**What is expected:**
Continue the Sieve project page from the point where it stops.

**Selected extract:**

"""

/ projects / sieve

Sieve

stable

Agent-orchestrated hybrid retrieval. Not a black-box RAG pipeline — the agent plans ingestion strategy, chooses search mode, iterates with HyDE retries and query refinement. 31 MCP tools, zero incremental cost (all local inference), multi-collection, provenance-rich.

MCP Qdrant Ollama SQLite FTS5 HuggingFace Python

The Differentiator

Most RAG systems treat retrieval as a black box: embed → search → return top-k. Sieve inverts this. The agent thinks about how to search, not just what to search for.

01 Agent analyzes the query and plans retrieval strategy (semantic, keyword, hybrid, or multi-pass)

02 Chooses embedding model, collection scope, and filter predicates based on query intent

03 Executes search, evaluates result quality, and decides whether to refine with HyDE or alternate queries

04 Cross-encoder reranking for final precision. Full provenance: plan_hash, model_version, section paths

Architecture

31 MCP tools across ingestion, search, collection management, and provenance. All inference runs locally via Ollama (Snowflake Arctic Embed for embeddings) — zero incremental cost after hardware. SQLite FTS5 handles keyword search; Qdrant handles vector search; HuggingFace cross-encoder handles reranking.

"""

**Listed records:**
"""

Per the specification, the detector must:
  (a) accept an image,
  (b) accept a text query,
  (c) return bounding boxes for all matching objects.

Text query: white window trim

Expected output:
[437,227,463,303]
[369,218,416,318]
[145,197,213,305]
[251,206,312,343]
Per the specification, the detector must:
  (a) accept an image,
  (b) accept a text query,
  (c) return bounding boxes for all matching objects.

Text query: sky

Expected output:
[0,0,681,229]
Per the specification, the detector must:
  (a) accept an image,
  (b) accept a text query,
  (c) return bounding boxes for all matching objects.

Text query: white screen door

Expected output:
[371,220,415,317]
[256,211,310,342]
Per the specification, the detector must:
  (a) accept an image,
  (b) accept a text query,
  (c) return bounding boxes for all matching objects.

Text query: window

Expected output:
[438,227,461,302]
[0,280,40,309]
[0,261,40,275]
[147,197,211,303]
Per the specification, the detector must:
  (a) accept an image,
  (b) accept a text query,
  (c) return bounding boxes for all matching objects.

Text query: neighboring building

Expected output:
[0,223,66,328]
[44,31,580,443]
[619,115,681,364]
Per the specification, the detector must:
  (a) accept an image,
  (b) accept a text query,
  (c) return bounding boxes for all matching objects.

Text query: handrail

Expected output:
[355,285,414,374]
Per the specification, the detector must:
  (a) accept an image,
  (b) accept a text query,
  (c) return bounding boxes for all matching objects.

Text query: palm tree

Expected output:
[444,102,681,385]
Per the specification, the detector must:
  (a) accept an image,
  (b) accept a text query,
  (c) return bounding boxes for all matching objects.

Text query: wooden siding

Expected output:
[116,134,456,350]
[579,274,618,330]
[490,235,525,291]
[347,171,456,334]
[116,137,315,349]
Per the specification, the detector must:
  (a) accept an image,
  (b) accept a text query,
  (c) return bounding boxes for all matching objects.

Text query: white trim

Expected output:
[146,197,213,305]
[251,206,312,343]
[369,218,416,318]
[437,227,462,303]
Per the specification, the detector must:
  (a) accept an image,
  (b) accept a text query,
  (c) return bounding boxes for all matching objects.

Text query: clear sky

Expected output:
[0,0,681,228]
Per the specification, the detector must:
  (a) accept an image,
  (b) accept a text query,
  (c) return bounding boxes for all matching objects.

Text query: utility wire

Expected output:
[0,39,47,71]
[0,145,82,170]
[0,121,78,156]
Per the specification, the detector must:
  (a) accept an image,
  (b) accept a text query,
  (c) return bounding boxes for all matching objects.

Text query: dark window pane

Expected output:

"""
"""

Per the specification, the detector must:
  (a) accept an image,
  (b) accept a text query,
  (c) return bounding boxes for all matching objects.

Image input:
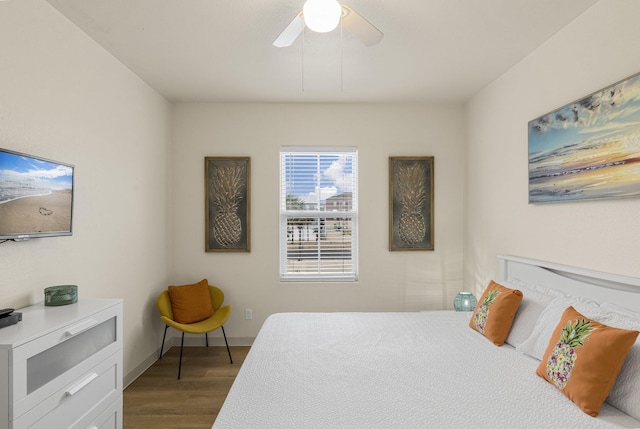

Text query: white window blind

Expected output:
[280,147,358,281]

"""

**Response area:**
# Tool categories (31 total)
ingestion/     ingest_document, chunk_document, embed_chunks, ...
search/        semantic_search, keyword_search, hybrid_search, hyde_search, ...
collections/   create_collection, list_collections, collection_stats, ...
provenance/    get_plan_hash, get_source_metadata, trace_chunk_origin, ...

Key Properties

Zero incremental cost

All embedding and reranking runs locally. Only the orchestrating LLM has API cost.

Multi-collection

Separate collections per domain, corpus, or temporal scope. Agent selects based on query.

Provenance-rich

Every result traces back to plan_hash, model_version, bounding boxes, and section paths.

Client-orchestrated

The agent decides retrieval strategy — not a fixed pipeline with knobs to turn.